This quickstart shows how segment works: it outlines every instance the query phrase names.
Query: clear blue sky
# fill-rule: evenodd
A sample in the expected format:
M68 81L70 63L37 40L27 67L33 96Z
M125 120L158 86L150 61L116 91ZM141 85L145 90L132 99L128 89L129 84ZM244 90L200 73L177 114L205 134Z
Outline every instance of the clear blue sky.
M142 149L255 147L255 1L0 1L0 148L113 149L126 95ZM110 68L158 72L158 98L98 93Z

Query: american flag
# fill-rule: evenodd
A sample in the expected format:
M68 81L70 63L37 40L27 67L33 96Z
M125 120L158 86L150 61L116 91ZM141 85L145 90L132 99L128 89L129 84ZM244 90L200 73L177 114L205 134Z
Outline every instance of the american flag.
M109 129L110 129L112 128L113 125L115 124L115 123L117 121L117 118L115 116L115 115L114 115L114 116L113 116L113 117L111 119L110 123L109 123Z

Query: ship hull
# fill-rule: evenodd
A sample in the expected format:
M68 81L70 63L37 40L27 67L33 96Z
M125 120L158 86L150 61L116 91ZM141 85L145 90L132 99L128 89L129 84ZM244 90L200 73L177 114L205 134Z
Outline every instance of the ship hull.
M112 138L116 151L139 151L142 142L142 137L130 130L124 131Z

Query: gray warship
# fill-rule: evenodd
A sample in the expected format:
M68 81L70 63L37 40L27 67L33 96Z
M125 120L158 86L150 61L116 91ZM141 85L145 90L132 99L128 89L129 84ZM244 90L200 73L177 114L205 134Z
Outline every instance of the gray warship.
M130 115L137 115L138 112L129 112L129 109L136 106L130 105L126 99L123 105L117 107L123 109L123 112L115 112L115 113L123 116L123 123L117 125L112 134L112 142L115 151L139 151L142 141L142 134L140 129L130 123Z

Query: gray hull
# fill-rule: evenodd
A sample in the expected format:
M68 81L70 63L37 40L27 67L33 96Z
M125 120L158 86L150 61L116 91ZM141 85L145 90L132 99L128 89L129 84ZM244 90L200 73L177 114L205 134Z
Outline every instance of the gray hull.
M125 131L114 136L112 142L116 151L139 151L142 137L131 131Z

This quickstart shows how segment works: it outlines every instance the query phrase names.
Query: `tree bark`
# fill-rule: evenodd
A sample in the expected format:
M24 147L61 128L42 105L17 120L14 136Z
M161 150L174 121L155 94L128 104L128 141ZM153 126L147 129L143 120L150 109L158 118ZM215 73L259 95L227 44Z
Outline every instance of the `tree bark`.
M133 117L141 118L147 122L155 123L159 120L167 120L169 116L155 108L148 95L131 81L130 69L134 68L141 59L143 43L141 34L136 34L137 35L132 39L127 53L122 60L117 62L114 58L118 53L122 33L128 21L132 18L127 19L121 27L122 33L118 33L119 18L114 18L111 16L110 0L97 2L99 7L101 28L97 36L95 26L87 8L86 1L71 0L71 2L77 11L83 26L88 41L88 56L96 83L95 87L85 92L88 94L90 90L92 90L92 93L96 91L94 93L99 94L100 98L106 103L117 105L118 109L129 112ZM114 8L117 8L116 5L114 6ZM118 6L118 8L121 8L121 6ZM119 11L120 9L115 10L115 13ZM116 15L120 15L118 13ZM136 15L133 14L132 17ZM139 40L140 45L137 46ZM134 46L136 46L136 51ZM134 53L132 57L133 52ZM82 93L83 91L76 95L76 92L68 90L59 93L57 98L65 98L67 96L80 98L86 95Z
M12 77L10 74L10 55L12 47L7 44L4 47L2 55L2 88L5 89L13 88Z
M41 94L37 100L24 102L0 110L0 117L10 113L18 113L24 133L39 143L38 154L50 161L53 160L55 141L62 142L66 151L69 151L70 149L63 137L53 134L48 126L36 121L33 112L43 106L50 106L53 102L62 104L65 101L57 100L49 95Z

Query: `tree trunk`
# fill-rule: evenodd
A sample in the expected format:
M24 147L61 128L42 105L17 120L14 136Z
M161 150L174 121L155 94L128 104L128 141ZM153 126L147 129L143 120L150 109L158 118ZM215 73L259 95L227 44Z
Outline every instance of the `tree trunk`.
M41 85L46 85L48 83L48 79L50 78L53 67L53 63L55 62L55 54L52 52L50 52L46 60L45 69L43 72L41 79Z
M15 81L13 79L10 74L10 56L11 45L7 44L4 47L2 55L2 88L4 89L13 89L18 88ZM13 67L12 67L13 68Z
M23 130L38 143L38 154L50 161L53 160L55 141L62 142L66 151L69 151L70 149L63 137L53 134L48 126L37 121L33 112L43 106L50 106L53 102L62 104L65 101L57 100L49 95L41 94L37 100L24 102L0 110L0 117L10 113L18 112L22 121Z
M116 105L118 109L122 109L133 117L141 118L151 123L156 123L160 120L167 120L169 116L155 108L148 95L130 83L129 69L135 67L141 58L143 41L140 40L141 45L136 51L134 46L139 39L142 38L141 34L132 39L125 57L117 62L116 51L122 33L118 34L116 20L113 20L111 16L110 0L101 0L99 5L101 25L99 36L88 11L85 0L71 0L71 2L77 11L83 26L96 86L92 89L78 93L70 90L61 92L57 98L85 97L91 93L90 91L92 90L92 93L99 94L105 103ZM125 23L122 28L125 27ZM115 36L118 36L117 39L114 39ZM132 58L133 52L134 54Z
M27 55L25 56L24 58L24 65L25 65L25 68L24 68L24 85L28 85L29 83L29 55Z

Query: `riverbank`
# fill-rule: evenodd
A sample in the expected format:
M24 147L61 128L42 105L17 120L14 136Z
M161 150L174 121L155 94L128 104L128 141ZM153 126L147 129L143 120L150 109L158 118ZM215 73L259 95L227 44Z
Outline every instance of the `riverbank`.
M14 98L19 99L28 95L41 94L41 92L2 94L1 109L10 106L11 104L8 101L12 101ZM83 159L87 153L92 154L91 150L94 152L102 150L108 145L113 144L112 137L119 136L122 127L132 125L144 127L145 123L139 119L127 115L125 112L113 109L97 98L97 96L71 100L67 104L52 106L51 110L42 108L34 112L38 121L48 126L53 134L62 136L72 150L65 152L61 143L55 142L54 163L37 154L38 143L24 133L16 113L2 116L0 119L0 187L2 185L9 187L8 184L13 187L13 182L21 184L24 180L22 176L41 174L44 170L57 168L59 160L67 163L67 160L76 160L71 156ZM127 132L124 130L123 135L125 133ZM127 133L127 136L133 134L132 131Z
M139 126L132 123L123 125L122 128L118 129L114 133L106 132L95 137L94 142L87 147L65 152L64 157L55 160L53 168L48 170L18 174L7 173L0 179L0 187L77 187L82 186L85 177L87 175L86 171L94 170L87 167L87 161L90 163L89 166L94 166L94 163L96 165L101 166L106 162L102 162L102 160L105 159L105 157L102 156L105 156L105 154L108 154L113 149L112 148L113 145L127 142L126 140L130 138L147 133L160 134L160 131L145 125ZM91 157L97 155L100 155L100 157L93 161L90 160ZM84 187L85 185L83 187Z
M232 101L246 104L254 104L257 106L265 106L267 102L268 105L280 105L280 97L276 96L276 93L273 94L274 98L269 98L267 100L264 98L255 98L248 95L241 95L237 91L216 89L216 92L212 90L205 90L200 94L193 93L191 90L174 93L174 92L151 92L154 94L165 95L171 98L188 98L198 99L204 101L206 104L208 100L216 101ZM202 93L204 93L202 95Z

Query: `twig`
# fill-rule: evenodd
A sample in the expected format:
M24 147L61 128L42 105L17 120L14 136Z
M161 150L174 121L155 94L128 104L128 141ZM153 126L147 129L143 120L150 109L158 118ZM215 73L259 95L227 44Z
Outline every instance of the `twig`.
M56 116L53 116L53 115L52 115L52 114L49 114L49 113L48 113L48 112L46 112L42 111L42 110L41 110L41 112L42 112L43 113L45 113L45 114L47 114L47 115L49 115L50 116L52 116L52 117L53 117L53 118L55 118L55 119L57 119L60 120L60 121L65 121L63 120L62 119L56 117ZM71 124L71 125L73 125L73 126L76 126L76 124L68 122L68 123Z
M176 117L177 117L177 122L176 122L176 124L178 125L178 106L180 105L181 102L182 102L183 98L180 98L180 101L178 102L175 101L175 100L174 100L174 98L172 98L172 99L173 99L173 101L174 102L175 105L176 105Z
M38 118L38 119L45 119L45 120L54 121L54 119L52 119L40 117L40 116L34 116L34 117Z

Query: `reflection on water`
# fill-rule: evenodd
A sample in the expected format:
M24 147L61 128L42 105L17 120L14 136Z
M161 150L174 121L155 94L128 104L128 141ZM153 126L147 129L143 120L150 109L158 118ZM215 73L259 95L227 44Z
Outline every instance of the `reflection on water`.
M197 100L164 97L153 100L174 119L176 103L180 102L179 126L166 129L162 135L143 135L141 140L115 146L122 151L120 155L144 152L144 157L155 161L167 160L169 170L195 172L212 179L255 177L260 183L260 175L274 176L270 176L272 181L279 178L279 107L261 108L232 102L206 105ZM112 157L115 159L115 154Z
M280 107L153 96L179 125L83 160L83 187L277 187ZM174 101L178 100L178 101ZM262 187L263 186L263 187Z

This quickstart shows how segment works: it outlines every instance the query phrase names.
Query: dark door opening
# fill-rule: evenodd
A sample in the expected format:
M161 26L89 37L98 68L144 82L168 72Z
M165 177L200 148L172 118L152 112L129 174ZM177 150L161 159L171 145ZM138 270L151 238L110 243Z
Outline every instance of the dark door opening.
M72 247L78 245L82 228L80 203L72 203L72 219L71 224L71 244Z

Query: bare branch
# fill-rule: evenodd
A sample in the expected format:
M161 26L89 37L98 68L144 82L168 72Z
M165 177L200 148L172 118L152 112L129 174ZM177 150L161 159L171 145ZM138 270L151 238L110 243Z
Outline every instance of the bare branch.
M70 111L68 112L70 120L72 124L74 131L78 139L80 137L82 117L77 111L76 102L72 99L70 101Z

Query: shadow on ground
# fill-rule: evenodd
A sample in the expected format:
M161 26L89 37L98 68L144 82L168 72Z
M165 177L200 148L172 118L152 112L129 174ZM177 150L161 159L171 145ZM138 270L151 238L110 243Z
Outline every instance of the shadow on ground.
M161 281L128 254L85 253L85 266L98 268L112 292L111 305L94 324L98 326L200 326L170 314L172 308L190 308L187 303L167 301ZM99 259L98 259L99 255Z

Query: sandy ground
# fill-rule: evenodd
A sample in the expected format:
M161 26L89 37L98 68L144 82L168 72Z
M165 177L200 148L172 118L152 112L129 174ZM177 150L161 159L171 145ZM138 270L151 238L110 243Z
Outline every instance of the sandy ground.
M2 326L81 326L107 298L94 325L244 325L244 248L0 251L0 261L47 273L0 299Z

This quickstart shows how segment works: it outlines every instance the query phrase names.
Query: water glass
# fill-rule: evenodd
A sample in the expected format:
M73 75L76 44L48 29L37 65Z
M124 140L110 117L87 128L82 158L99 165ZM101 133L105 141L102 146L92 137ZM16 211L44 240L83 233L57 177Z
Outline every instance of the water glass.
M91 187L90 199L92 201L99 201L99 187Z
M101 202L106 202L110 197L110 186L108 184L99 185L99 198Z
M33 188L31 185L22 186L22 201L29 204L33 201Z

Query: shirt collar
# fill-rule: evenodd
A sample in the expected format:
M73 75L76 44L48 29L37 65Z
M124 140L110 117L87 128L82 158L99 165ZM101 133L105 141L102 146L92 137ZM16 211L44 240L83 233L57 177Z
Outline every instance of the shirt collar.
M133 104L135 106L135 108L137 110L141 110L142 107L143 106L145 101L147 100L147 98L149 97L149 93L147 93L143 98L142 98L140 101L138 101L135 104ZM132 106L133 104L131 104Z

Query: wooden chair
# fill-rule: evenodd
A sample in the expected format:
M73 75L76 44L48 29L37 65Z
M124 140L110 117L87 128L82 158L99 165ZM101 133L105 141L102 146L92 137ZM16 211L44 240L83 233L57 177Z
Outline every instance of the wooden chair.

REQUIRED TASK.
Output only the lines above, copied verbatim, beginning with the line that contains "Query: american flag" and continuing through the line that contains "M125 131L114 136L112", with both of those lines included.

WORKED SOLUTION.
Query: american flag
# fill-rule: evenodd
A sample in the expected format:
M68 81L70 63L37 40L27 67L33 96Z
M125 120L158 86L150 61L116 91ZM141 85L145 90L132 99L128 89L129 84ZM244 90L200 73L177 114L205 134Z
Outline every instance of the american flag.
M109 129L110 129L112 128L113 125L115 124L115 123L117 121L117 118L115 116L115 115L114 115L114 116L113 116L113 117L111 119L110 123L109 123Z

Query: ship hull
# fill-rule: evenodd
A sample in the expected format:
M68 81L70 63L37 40L27 67L33 96Z
M125 120L158 86L150 61L116 91ZM141 85L145 90L132 99L128 89L129 84ZM244 90L200 73L177 114L205 134Z
Outline every instance of the ship hull.
M112 138L116 151L139 151L142 142L142 137L130 130L124 131Z

Query: gray warship
# fill-rule: evenodd
A sample in the expected format:
M68 81L70 63L37 40L27 67L33 96Z
M125 120L158 86L150 61L116 91ZM141 85L145 90L132 99L128 89L129 84ZM244 90L200 73L177 114L205 134Z
Outline every instance of the gray warship.
M130 115L137 115L138 112L129 112L129 109L136 106L130 105L126 99L123 105L117 107L123 109L123 112L115 112L115 113L123 116L123 123L117 125L112 134L112 142L115 151L139 151L142 141L142 134L140 129L130 123Z

Query: gray hull
# fill-rule: evenodd
A sample in the expected format:
M68 81L70 63L37 40L27 67L33 96Z
M125 120L158 86L150 61L116 91ZM141 85L145 90L132 99L128 89L129 84ZM244 90L200 73L177 114L205 134Z
Outline every instance of the gray hull.
M125 131L114 136L112 142L116 151L139 151L142 137L131 131Z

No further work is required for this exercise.